--- Written request ---
Convert the lines of the material below into a numbered list, leaving out blank lines, starting at the line containing "Could you point to the overcast sky" and ending at the end of the material.

--- Records for this exercise ---
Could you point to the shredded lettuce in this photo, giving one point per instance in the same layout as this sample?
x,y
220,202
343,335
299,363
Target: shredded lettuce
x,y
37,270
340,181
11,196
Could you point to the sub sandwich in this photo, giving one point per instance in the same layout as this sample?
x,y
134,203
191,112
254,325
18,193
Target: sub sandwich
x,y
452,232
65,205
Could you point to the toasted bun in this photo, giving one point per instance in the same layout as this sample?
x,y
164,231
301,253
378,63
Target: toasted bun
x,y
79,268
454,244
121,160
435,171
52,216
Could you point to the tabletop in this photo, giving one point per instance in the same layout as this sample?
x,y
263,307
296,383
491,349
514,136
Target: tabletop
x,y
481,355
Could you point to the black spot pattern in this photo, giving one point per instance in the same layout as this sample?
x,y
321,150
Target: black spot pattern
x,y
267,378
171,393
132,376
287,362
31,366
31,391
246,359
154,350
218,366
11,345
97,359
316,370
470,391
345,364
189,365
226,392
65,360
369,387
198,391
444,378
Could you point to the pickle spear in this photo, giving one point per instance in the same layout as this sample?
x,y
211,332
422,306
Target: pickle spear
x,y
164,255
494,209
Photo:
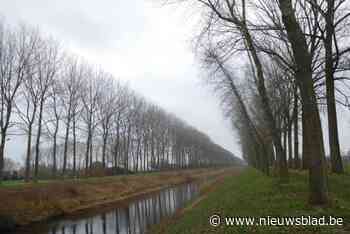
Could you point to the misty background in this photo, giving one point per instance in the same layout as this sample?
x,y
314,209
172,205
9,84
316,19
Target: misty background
x,y
145,44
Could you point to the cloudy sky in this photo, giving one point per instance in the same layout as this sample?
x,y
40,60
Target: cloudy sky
x,y
145,44
141,42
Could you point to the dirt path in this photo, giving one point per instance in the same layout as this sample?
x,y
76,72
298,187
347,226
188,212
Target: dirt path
x,y
38,202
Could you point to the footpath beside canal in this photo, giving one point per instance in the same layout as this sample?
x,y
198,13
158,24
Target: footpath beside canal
x,y
28,203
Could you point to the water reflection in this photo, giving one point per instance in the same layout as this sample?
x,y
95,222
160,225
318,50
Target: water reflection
x,y
133,219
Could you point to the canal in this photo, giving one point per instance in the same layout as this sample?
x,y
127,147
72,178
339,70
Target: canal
x,y
134,217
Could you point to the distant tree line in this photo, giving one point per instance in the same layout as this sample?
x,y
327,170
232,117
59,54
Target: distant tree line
x,y
275,65
76,117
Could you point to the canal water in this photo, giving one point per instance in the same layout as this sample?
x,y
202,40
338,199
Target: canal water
x,y
133,218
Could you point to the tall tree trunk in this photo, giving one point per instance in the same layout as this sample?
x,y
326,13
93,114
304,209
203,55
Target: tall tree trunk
x,y
290,148
54,153
336,160
276,136
65,150
29,152
74,146
2,151
296,131
37,145
313,130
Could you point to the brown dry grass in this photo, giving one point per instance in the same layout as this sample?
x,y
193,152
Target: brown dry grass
x,y
30,203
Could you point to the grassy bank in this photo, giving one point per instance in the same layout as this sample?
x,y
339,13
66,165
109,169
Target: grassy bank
x,y
26,203
253,194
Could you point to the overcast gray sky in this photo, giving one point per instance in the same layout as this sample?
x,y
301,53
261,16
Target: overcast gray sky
x,y
145,44
138,41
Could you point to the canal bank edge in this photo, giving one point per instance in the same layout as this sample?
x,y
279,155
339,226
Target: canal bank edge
x,y
36,203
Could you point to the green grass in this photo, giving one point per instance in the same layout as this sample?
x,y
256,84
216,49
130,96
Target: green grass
x,y
253,194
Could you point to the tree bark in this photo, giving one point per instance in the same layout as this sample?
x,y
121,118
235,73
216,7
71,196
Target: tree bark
x,y
336,160
313,131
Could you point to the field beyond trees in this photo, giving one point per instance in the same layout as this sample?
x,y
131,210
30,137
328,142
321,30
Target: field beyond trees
x,y
32,202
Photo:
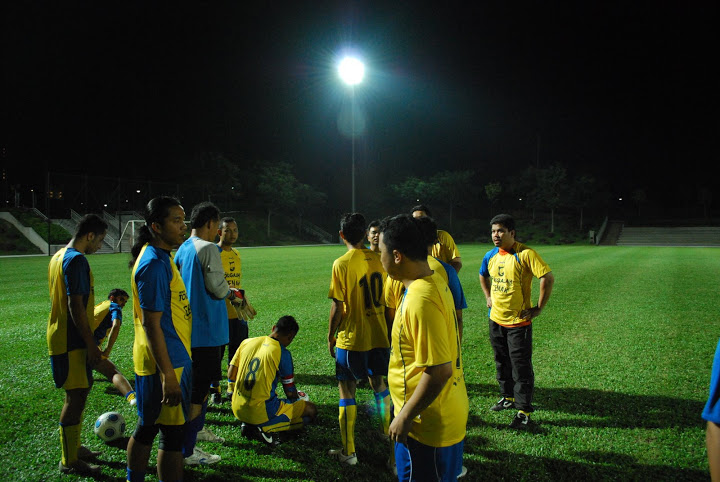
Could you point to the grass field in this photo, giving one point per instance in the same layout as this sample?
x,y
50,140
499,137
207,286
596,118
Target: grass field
x,y
622,360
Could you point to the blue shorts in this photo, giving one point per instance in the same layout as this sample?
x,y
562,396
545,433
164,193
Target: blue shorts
x,y
148,391
356,365
70,370
420,462
286,415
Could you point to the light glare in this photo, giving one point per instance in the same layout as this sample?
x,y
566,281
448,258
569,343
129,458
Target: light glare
x,y
351,70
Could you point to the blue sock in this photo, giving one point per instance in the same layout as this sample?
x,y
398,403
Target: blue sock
x,y
191,429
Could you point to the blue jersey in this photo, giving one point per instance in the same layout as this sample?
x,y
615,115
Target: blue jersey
x,y
202,271
455,286
68,274
105,313
711,413
157,286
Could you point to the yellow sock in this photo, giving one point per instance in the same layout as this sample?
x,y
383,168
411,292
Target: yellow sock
x,y
383,410
69,443
348,414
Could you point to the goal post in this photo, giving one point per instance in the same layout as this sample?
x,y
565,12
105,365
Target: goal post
x,y
127,238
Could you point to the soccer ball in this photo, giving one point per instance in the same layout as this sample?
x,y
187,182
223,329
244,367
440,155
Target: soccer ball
x,y
110,426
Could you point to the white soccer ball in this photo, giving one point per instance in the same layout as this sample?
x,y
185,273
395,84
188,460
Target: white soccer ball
x,y
110,426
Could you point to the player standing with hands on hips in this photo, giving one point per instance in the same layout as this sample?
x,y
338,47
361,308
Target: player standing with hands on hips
x,y
199,263
506,277
161,351
72,348
357,333
426,377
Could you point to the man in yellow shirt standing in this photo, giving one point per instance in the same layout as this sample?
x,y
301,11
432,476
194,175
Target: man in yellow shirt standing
x,y
357,334
444,247
506,277
425,375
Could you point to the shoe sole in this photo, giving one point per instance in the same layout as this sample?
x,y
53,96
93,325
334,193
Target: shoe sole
x,y
89,469
268,439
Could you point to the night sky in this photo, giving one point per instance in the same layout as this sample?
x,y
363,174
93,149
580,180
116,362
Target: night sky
x,y
620,90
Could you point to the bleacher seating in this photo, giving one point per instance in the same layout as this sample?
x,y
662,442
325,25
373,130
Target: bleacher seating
x,y
669,236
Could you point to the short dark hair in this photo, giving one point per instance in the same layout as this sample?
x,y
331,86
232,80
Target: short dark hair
x,y
202,213
402,233
428,228
421,207
118,292
91,223
156,211
287,325
504,220
352,226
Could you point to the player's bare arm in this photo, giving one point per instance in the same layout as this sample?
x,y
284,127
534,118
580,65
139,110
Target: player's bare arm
x,y
335,319
112,337
546,285
431,383
389,318
458,313
485,285
172,395
76,306
456,263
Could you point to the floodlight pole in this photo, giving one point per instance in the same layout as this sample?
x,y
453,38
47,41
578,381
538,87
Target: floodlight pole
x,y
352,113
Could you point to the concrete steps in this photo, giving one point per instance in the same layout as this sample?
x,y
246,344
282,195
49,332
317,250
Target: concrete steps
x,y
669,236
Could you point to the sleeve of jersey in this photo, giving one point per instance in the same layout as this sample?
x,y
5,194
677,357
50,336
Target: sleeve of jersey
x,y
236,356
484,270
116,313
711,413
337,290
213,272
287,371
77,276
153,283
456,289
389,293
538,267
428,328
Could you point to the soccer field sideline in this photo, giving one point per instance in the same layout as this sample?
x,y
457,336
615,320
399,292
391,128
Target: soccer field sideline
x,y
579,371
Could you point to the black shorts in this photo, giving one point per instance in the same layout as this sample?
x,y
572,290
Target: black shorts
x,y
206,369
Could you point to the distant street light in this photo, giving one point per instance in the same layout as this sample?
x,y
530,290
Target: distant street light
x,y
352,71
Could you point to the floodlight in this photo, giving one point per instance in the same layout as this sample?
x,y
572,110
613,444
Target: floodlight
x,y
351,70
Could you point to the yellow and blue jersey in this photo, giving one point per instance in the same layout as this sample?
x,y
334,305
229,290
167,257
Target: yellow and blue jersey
x,y
262,362
157,286
357,281
511,273
394,289
425,333
232,265
68,274
102,319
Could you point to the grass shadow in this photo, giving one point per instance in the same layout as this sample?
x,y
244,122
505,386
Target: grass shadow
x,y
614,408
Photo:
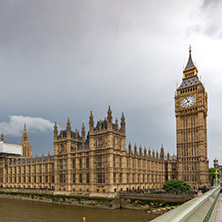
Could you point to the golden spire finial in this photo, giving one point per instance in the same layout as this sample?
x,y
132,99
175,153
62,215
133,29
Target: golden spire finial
x,y
190,48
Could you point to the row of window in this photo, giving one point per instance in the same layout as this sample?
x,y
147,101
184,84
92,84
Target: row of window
x,y
28,168
29,180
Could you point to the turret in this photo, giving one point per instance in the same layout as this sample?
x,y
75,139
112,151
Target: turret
x,y
140,150
168,156
162,153
68,128
91,122
83,133
109,119
190,69
116,124
130,151
2,137
145,154
76,134
26,146
100,124
215,163
55,131
153,154
135,150
149,153
123,124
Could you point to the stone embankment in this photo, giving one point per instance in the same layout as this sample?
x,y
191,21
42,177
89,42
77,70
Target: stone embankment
x,y
156,204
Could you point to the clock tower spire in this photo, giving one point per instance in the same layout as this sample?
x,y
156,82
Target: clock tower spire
x,y
191,123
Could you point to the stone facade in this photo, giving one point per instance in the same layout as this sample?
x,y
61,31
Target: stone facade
x,y
96,163
100,162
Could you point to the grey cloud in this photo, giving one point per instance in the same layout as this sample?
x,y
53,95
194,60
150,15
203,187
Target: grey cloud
x,y
209,19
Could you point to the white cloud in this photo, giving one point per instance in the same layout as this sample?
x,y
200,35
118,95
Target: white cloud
x,y
15,125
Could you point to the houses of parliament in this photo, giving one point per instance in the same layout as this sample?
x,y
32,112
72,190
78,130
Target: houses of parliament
x,y
100,161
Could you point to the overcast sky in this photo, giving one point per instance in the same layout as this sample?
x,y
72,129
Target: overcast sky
x,y
61,59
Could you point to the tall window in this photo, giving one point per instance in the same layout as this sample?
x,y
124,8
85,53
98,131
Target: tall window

--- Task solution ---
1. Could you point to the overcast sky in this photo, giving one point per instance in the same layout as this sample?
2. x,y
3. 72,129
4. Target: overcast sky
5. x,y
6. 61,59
7. Could you point to the tall window in this photo, giving one point per instance in the same layout as this sample?
8. x,y
9. 124,8
10. 85,53
11. 98,131
12. Target: tall window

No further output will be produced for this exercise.